Text to read:
::::

If a boy wants to read Maureen Johnson then fine. If he doesn't then let him go read something else. And as someone who reads a crazy - CRAZY - amount of YA every year then let me assure you there are way more books out there with female protagonists then male. And that's wrong, and it needs to change, period.

Am I cranky today or what?

I find the more I get into research I'm enjoying, the more I'm actively thinking about what I want to write, the less I feel inclined to care about anything else. And also, when I read something like the excerpt of Haleh Esfandiari's upcoming book My Prison, My Home in the current Vogue (not online I'm afraid), then I just get prickly about everything. Part of this might be due to finishing Dreaming of Baghdad over the weekend which immersed me in torture, prison and survivor's guilt in the most poetic manner imaginable. (It is - shockingly - about Saddam Hussein's original rise to power in the early 1970s; my review will follow in Booklist.) I am always struck after reading topics like these (and hearing about the death of someone like Natalya Estemirova) how small most of our battles online truly are. Not that we all can't vent about something (or anything) and not that the topics I responded to above are small. They are life and you have to talk about these things. But all too often we talk about nothing I think - about why cheap bookshelves are no big deal or that unless you can prove your street poverty cred with some kind of Palinesque folksiness (that somehow manages to diss Sarah Palin in the process) or an actual living pitbull in your house (????) then you are elite and don't know how it is for the "REAL" people. These things drive me crazy in a million little ways. So I go back to 1890 and wonder who Julia Pressl's father really was or why her mother lied or why they never talked about the death of the man who adopted Julia and raised her as his own. Why do families hide everything - still?

These are things I'm thinking about lately. If nothing else, I can easily prove my poverty background from these stories. Unfortunately my husband built our bookshelves which I think now makes us elitest. My dog is a mutt from the humane society though - that ought to count for something.

comments

Nice post, Colleen. It's a great catch-up one.

::::

A run of records:
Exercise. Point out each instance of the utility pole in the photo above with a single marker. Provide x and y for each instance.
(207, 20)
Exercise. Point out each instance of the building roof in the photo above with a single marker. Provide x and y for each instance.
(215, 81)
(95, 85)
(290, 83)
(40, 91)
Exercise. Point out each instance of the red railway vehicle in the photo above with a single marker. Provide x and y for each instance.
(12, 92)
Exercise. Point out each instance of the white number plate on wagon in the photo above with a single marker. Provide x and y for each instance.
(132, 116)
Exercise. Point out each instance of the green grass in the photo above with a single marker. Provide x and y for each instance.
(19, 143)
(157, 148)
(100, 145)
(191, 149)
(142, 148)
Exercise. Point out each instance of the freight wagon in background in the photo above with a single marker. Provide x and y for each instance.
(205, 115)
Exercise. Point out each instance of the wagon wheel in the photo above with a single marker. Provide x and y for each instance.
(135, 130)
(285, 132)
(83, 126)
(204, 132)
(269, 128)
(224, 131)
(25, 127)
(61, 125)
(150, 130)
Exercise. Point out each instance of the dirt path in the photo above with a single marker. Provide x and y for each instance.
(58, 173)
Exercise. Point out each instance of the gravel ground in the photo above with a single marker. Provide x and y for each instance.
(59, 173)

::::

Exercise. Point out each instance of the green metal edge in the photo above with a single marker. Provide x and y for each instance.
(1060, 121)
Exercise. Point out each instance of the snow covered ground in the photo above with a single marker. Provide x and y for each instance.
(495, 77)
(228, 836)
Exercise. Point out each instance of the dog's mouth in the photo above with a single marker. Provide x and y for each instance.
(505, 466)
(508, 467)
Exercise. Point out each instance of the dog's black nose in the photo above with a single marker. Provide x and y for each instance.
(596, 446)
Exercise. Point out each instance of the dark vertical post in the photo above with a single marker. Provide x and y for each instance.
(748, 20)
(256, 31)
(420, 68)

::::

Carry on the blog post about reading, research, and online arguments from the point where it stops.

The reply:
A husband who builds bookcases makes you elitist? I think it makes you lucky!

I'll say something articulate later. For now, let me say, you rock. I share your frustrations. I worked in publishing. I loved our products and our clients. But there were so many other factors that wore me out.

t

I've been reading that discussion on Ed Rants, and... wow. I hear ya on a lot of the static that gets spoken, and on the insanity of what people consider elitist behavior. There are other things more important; it's good to know when to disengage from the fray.

Re boys: I wonder if it is our bias toward fiction that is really the problem. The reason there are more female protagonists is that females read far more fiction than do males, a ratio that holds from adolescence through the twilight years. I think more male protagonists would only mean more unread books, unless they are of the Nick Hornby/John Green sort--male protagonists in books largely favored by girls and women. Just as it is pointless to rant about boys disdaining Maureen Johnston, it is misguided to frame the question as if fiction were the preferred option.

Colleen,

I just nominated Chasing Ray for BBAW

http://bookbloggerappreciationweek.com/index.php/awards

You could read more at Color Online.

Susan I did as well :)

Colleen I'm reading 'The Lizard Cage' right now (political prisoners in Burma), I'm not even finished yet and I feel like I have to do something, I ahve to get involved with the fight to get political prisoners free but aside from donating money and Amnesty I haven't yet hit on a good idea. Is your reading making you want to get more involved in this area? Any good ideas on how?

Re: boys reading female protagonists

We spent a good part of last winter reading the entire Little House series, when my kids were 6 (girl), 6 (boy), and 11 (boy). We were all riveted by this series, well, until Laura went on a little too long about her trousseau at the very end, then the eldest's attention wandered, but so did mine (I think there might have been some abridging going on). And just a few months ago we read The Penderwicks, and again, my eldest LOVED it. But the thing about these books was that I chose them and I read them. I feel pretty confident saying he would have avoided them if left to his own devices, simply because of the covers. Maybe I'm generalizing wildly, but IMO boys tend to be much more conventional in their choices than girls. Girls are okay straying outside boundaries while boys feel compelled to stick to recognizably masculine things (witness the whole "fag" mockery stage they seem to go through just prior to puberty).

i'll be nominating you for Best Blog too!

I think you're spot on with the comment about what/why boys read. My brothers couldn't care less about the protagonist gender, it's the action that they want. They love a kick-butt character, male or female.

And yes, I agree, Colleen deserves a Best Blog nomination!

First, thanks for all the support for the blog guys - much appreciated.

Roger I do agree about the Fic/NF split and I can't remember where but I know that has come up in the past. It is as if there is something wrong with not being drawn primarily to fiction but the I still get way hung up on the covers. If publishers really wanted books to have crossover appeal to boys and girls then they would design YA covers with the same sensibility as MG covers - either with both genders depicted or with a nongender image.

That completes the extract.